• _ЦЕЛЬ ЗАДАНИЯ_
Пожалуйста, подхватите беседу о русской культуре и политике и продолжите её сразу после последней реплики.

И.Б.: Я с ним это не обсуждал. Мы виделись всего раза два, и то недолго. Не знаю, что я представляю в русской культуре — Запад или Восток. Скорее, Запад. Но дело не в этом. Думаю, если я представляю какую-то тенденцию в русской культуре, то это и есть сама тенденция этой культуры, которой не требуется соответствовать политической истории. Культура или, в крайнем случае, литература — явление, гораздо более древнее, чем какая-либо форма социальной организации. Обрати внимание: такие поэты, как Ахматова, Пастернак, Цветаева, Мандельштам сформировались до Октябрьской революции — и если бы революции не случилось, все они всё равно писали бы стихи.
А.М.: Да, но о чем? Например, Ахматова или Мандельштам…
И.Б.: У человека есть множество способов искалечить свою жизнь и, значит, если он поэт, — излить горечь в своих песнях. Но вот Прусту была не нужна политическая история. И Бодлеру тоже. А в общем вот что я тебе скажу. Для человека с твоим темпераментом и системой взглядов, возможно, небезопасны разговоры с таким человеком, как я. И потому я чувствую, что не должен был бы говорить тебе то, что говорю. Поскольку то дело, которым ты занимаешься, — довольно важное, и я могу тебя в какой-то степени скомпрометировать.
А.М.: Именно так я писал о Горбачеве. Слава Богу, говорил я, Горбачев столь глуп, что считает возможным модернизировать коммунистическую систему. Надо быть очень наивным, чтобы в это верить. К счастью, Горбачев верил. Я же гораздо циничней, чем это тебе может показаться.
И.Б.: Знаю. Но именно это для тебя и опасно. Ты считаешь, что цинизм, политическая трезвость и даже нигилизм — верх человеческого интеллекта. А это не так.
А.М.: Вовсе я так не считаю. Знаешь ли ты, что мы в подполье, когда еще было далеко до твоей Нобелевской премии, напечатали томик твоей поэзии. Это было мое личное решение. Я принял его потому что то, что ты писал, было мне близко. Ты был творцом определенной эстетики. А я вообще оцениваю и коммунизм, и политику с помощью эстетических критериев. И я чуял смрад. Знаю, что не создам идеального мира. Но попросту хочу, чтобы меньше смердело. И потому то, что ты писал, было, по моему мнению, угрозой для той политической системы. Потому что это была совершенно иная эстетика.
И.Б.: А знаешь, чем все это может для тебя закончиться? Сам можешь сделаться эстетом.
А.М.: Предпочитаю скорее быть эстетом, чем палачом.
И.Б.: Расскажу тебе прелестный анекдот. Одного человека приговорили к смерти. К отсечению головы. Он кладет голову на плаху и ждет. Входит палач. В элегантном костюме. Пахнет дорогими духами. Открывает свой блестящий футляр. В нем на бархатной подкладке лежит личное орудие труда. Палач сдувает с него пылинки. Проверяет, хорошо ли заточено, смотрит на солнце, заносит топор и…трах! Жертва лежит и глядит на палача… Спрашивает: — И это всё? Палач отвечает: — А ты попробуй повернуть голову.

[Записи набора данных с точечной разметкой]
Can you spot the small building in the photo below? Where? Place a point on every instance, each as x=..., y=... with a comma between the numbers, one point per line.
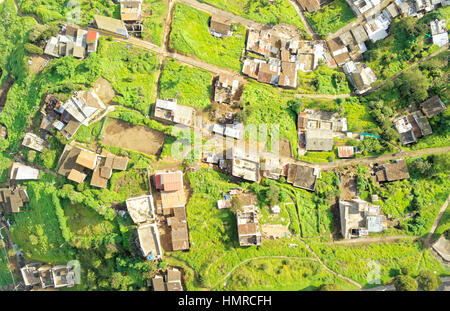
x=111, y=26
x=225, y=89
x=130, y=10
x=34, y=142
x=169, y=110
x=432, y=106
x=302, y=176
x=219, y=28
x=319, y=139
x=245, y=166
x=19, y=171
x=309, y=5
x=392, y=171
x=149, y=241
x=248, y=226
x=141, y=209
x=359, y=218
x=346, y=151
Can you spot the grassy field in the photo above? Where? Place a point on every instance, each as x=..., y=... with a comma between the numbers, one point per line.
x=356, y=263
x=154, y=23
x=323, y=80
x=190, y=36
x=132, y=73
x=280, y=12
x=283, y=274
x=331, y=17
x=51, y=10
x=190, y=86
x=270, y=106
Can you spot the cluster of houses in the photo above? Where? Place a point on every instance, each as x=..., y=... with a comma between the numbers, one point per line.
x=415, y=124
x=76, y=163
x=347, y=48
x=72, y=41
x=36, y=276
x=67, y=117
x=282, y=56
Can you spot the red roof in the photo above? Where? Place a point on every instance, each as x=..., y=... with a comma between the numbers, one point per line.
x=172, y=181
x=91, y=36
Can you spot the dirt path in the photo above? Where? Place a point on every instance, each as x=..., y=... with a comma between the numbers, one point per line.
x=375, y=87
x=436, y=222
x=302, y=16
x=224, y=14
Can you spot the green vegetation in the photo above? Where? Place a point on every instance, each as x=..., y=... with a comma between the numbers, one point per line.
x=283, y=274
x=261, y=11
x=331, y=17
x=190, y=86
x=154, y=23
x=52, y=10
x=323, y=80
x=190, y=35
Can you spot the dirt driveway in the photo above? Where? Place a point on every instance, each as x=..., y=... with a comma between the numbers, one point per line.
x=132, y=137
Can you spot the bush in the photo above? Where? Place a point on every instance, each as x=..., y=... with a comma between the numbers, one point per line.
x=405, y=283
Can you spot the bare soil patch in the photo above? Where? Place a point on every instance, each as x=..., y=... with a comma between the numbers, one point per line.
x=104, y=90
x=133, y=137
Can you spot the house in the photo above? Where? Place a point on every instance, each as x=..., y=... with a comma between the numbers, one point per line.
x=432, y=106
x=359, y=218
x=149, y=242
x=219, y=28
x=169, y=110
x=302, y=176
x=225, y=89
x=141, y=209
x=338, y=51
x=319, y=139
x=360, y=76
x=245, y=166
x=377, y=26
x=309, y=5
x=12, y=200
x=130, y=10
x=248, y=226
x=439, y=32
x=346, y=152
x=391, y=171
x=34, y=142
x=171, y=282
x=19, y=171
x=111, y=26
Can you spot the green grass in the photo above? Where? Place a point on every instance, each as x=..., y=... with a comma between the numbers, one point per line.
x=190, y=36
x=190, y=86
x=37, y=231
x=51, y=10
x=331, y=17
x=354, y=261
x=280, y=12
x=283, y=275
x=154, y=24
x=323, y=80
x=132, y=72
x=271, y=106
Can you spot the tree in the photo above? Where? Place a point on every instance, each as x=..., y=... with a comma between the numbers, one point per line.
x=405, y=283
x=428, y=281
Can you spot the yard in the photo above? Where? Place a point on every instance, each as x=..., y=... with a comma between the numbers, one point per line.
x=190, y=36
x=190, y=86
x=280, y=12
x=331, y=17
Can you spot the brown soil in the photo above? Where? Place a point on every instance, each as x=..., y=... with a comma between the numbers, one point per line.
x=133, y=137
x=38, y=63
x=104, y=90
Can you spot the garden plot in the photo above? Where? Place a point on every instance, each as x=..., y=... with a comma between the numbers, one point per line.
x=132, y=137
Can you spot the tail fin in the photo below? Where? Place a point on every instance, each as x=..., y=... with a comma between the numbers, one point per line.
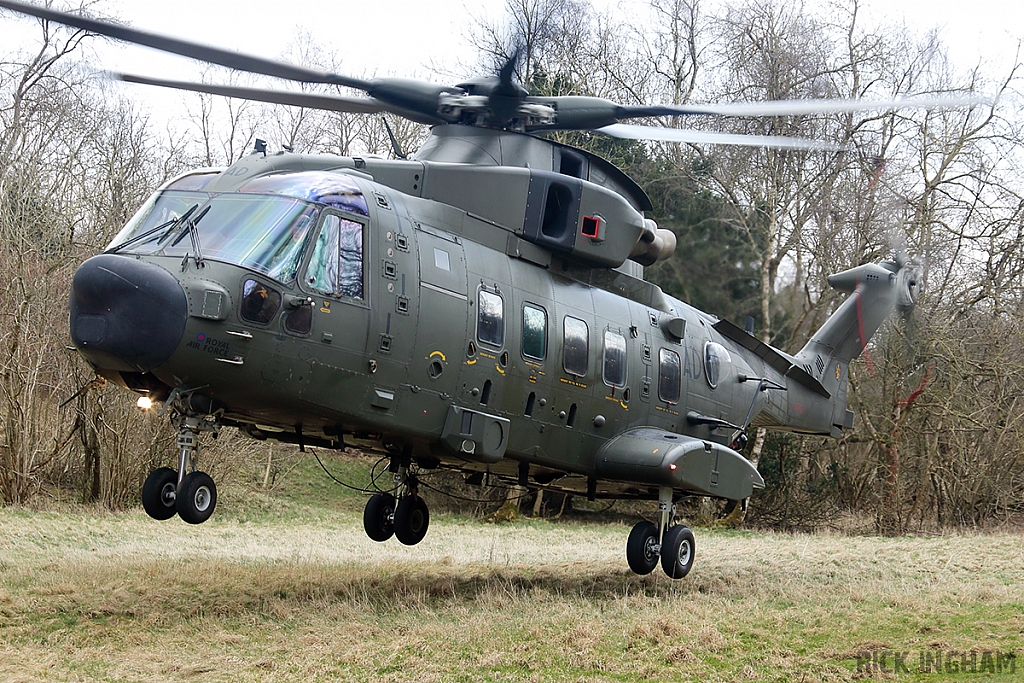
x=876, y=289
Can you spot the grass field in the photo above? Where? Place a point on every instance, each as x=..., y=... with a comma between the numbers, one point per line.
x=286, y=587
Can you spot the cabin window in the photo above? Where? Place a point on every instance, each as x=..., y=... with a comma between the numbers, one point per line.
x=336, y=266
x=535, y=332
x=489, y=318
x=717, y=360
x=668, y=376
x=614, y=358
x=259, y=302
x=576, y=345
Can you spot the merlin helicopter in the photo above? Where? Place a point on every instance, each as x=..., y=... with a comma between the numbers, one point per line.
x=479, y=307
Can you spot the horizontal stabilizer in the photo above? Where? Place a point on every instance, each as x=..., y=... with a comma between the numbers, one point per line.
x=774, y=359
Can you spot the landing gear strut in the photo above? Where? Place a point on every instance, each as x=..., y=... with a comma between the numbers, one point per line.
x=187, y=493
x=671, y=543
x=408, y=518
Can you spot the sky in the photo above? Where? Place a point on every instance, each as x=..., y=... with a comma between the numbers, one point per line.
x=411, y=39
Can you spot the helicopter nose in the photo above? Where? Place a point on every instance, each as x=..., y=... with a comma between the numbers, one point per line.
x=126, y=314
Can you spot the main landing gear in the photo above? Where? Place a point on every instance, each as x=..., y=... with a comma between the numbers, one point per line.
x=668, y=542
x=186, y=493
x=407, y=518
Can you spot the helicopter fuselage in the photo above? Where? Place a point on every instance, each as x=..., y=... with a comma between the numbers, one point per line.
x=469, y=338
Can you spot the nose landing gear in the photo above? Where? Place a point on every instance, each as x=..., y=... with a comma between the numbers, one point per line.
x=187, y=493
x=408, y=518
x=671, y=543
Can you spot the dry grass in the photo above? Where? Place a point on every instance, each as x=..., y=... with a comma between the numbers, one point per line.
x=101, y=596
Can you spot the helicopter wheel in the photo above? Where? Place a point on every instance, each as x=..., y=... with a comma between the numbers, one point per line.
x=159, y=494
x=678, y=550
x=411, y=520
x=641, y=548
x=197, y=498
x=378, y=517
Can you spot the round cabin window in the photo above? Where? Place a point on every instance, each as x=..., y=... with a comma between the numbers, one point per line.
x=717, y=361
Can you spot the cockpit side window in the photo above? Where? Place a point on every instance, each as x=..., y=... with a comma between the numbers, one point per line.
x=491, y=318
x=336, y=265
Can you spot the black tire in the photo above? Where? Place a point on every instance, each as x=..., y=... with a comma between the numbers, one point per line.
x=377, y=517
x=197, y=498
x=678, y=550
x=641, y=548
x=159, y=493
x=411, y=520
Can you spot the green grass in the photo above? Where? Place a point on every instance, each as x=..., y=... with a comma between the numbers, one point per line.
x=284, y=586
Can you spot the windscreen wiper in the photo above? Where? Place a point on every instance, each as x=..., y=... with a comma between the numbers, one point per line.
x=190, y=228
x=170, y=225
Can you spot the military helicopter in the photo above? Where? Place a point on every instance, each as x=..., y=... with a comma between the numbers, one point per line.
x=479, y=307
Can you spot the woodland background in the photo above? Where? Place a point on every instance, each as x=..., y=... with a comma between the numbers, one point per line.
x=938, y=396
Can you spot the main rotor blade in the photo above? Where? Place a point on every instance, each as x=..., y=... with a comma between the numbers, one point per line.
x=306, y=99
x=187, y=48
x=801, y=107
x=633, y=132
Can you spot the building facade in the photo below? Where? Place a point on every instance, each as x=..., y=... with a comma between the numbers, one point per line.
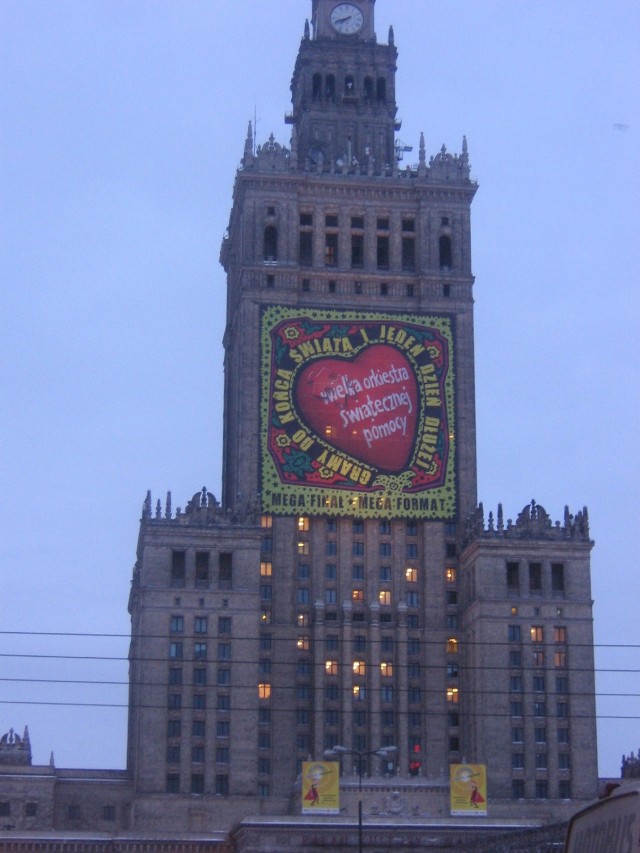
x=347, y=589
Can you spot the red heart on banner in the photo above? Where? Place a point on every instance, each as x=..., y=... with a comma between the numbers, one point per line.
x=366, y=406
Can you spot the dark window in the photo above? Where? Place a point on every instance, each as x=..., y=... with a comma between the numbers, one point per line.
x=270, y=251
x=382, y=257
x=445, y=252
x=305, y=250
x=513, y=578
x=225, y=571
x=408, y=254
x=202, y=569
x=535, y=578
x=331, y=250
x=177, y=568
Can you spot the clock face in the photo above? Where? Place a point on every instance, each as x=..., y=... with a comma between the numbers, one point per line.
x=347, y=19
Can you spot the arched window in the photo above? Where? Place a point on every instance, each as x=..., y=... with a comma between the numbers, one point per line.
x=317, y=87
x=445, y=252
x=330, y=87
x=270, y=243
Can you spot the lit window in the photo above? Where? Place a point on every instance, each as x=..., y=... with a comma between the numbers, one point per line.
x=453, y=694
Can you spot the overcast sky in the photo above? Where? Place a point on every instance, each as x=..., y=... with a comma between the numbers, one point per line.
x=122, y=125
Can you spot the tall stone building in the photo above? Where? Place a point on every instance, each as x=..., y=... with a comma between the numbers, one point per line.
x=348, y=590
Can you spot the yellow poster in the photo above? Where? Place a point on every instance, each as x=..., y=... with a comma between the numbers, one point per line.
x=468, y=789
x=320, y=787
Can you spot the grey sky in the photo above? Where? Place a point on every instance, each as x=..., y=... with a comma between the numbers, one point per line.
x=123, y=124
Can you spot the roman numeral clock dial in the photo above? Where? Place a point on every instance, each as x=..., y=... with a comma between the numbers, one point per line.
x=347, y=19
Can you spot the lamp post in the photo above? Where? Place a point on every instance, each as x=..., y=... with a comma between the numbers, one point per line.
x=338, y=750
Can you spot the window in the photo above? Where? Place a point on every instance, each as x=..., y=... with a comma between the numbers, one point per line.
x=559, y=634
x=174, y=728
x=202, y=569
x=177, y=568
x=542, y=789
x=453, y=695
x=557, y=579
x=517, y=761
x=331, y=250
x=517, y=789
x=513, y=578
x=175, y=650
x=564, y=761
x=225, y=571
x=535, y=578
x=176, y=624
x=270, y=243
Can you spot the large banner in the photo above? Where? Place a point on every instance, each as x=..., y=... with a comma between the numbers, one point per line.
x=468, y=789
x=320, y=787
x=357, y=414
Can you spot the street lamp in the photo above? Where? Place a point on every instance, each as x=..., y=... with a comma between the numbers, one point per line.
x=338, y=750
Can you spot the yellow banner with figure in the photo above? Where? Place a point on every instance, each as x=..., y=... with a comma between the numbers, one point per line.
x=468, y=789
x=320, y=787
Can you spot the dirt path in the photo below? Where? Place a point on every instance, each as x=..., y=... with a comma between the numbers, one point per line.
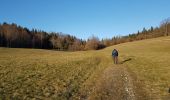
x=116, y=84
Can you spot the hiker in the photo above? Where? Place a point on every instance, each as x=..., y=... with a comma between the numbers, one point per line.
x=115, y=56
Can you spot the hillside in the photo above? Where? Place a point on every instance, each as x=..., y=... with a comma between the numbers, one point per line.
x=42, y=74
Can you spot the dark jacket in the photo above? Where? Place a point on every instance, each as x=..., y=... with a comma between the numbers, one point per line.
x=114, y=53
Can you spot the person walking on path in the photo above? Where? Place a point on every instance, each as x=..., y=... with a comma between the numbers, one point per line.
x=115, y=56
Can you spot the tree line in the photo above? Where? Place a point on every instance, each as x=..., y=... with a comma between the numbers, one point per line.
x=15, y=36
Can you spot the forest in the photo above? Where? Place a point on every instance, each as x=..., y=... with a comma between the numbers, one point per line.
x=15, y=36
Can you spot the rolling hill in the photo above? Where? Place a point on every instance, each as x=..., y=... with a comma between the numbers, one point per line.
x=144, y=69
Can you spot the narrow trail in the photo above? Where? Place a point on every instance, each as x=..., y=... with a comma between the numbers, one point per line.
x=115, y=84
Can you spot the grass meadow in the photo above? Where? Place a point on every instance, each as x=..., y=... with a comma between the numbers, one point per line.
x=49, y=74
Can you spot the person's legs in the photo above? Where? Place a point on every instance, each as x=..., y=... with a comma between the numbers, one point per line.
x=116, y=59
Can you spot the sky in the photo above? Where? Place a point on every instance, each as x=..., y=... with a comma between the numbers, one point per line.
x=84, y=18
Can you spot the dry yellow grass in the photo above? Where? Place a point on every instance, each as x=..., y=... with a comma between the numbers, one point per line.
x=42, y=74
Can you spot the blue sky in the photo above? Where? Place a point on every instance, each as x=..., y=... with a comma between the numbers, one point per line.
x=84, y=18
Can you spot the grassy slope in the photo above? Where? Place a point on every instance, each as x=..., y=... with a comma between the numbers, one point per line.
x=149, y=63
x=30, y=73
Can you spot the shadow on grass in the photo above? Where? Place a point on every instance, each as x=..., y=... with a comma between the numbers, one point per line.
x=126, y=60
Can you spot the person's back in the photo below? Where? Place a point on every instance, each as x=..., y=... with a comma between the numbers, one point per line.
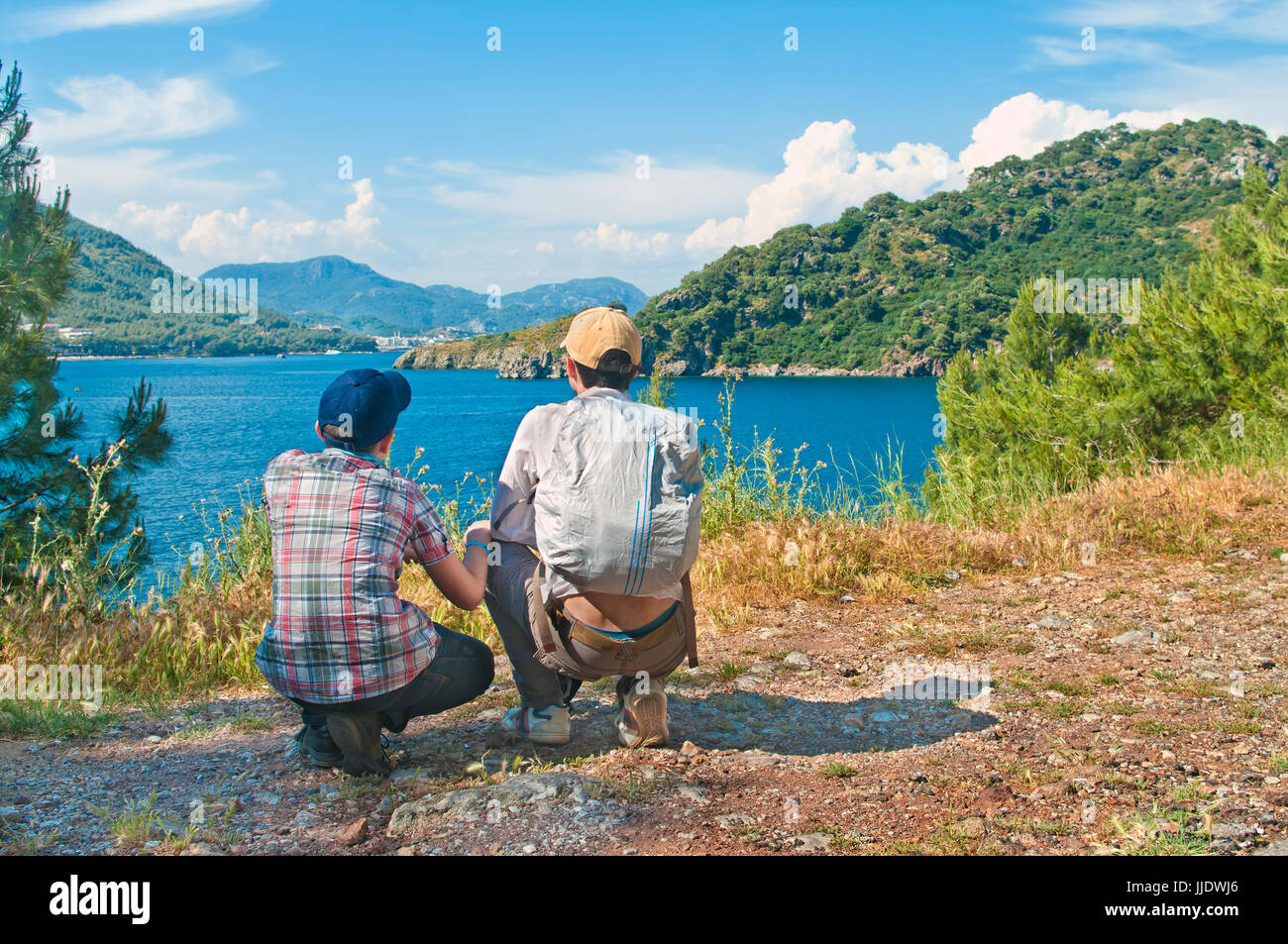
x=340, y=526
x=340, y=644
x=558, y=633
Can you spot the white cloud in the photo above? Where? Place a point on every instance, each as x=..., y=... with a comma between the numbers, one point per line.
x=54, y=21
x=112, y=108
x=1163, y=14
x=575, y=197
x=609, y=237
x=163, y=223
x=1025, y=124
x=236, y=236
x=824, y=172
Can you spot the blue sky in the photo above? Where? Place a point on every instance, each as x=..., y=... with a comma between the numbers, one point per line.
x=629, y=140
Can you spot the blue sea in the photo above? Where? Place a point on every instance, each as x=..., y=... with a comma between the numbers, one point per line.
x=228, y=416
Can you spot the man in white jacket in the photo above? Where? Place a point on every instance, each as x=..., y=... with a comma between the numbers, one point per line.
x=580, y=634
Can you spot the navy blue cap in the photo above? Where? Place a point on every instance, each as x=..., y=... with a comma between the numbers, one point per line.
x=366, y=403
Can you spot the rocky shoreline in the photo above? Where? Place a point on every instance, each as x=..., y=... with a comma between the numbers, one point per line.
x=519, y=362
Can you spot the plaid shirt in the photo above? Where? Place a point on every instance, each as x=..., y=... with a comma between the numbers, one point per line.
x=342, y=527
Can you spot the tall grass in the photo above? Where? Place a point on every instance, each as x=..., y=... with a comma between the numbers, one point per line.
x=773, y=530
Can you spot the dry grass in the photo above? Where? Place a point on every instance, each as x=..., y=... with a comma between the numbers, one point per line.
x=1172, y=511
x=205, y=636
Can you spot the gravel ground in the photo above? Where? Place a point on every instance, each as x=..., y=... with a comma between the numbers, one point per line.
x=1129, y=708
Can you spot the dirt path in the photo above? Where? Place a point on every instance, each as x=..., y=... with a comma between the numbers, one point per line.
x=1134, y=708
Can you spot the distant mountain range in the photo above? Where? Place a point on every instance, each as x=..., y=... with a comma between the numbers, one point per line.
x=112, y=296
x=898, y=287
x=362, y=299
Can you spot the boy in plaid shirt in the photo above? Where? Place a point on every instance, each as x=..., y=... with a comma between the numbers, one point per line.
x=342, y=644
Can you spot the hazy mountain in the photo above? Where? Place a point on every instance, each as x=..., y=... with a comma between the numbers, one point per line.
x=356, y=295
x=897, y=287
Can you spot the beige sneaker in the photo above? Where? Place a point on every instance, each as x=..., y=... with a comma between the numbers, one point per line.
x=642, y=719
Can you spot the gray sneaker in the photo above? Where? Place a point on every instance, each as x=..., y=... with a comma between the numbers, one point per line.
x=550, y=725
x=642, y=719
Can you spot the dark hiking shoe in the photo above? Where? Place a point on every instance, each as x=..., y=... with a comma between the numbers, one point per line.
x=359, y=738
x=317, y=749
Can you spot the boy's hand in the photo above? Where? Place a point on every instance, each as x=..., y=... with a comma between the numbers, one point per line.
x=480, y=531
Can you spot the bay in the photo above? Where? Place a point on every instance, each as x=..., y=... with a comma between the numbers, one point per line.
x=230, y=416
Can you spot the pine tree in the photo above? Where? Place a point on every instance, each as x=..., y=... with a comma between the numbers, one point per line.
x=53, y=496
x=1202, y=377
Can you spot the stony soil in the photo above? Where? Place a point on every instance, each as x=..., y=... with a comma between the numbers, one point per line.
x=1136, y=708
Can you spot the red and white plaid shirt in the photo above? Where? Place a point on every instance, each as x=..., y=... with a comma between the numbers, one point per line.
x=342, y=527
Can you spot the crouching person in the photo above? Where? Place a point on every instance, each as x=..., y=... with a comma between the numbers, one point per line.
x=342, y=644
x=608, y=492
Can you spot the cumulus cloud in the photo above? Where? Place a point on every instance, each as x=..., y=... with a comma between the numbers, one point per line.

• _РЕЗУЛЬТАТ УПРАЖНЕНИЯ_
А.М.: В сущности, в этом и состояла основа споров западников и славянофилов.
И.Б.: И я, даже останься я в России, был бы на стороне западников. Но, по правде сказать, бессмысленны все эти российские дискуссии. Общество развивается, по-моему, вовсе не вследствие принятия тех или иных решений. В любой дискуссии кто-то один прав, а кто-то другой — нет. Кто-то выигрывает, а кто-то проигрывает. И тот, кто выиграл, должен стать во главе государства. Становится и навязывает свою философию обществу. Чем больше дискутируешь, тем сильнее желание навязать собственную философию большинству, массам. Это заканчивается той или иной формой диктатуры, или же власти элит. Из дискутирующих сторон одна нам нравится больше, другая — меньше, однако по существу общество развивается естественным путем: методом проб и ошибок. Нельзя ничего навязывать обществу. Единственное, что необходимо сделать, это создать такие механизмы, которые защищали бы одного человека от другого. Это и есть главная задача. Создание такой правовой системы, которая предупреждала бы возможность нанесения вреда одним человеком другому. Главная цель человечества — гарантирование безопасности большинству, а в идеале — всем, создание системы взаимозащиты каждого от каждого. Вот смысл и цель существования общества.
А.М.: Почему для России это особенно важно?
И.Б.: Других дел у нас не было.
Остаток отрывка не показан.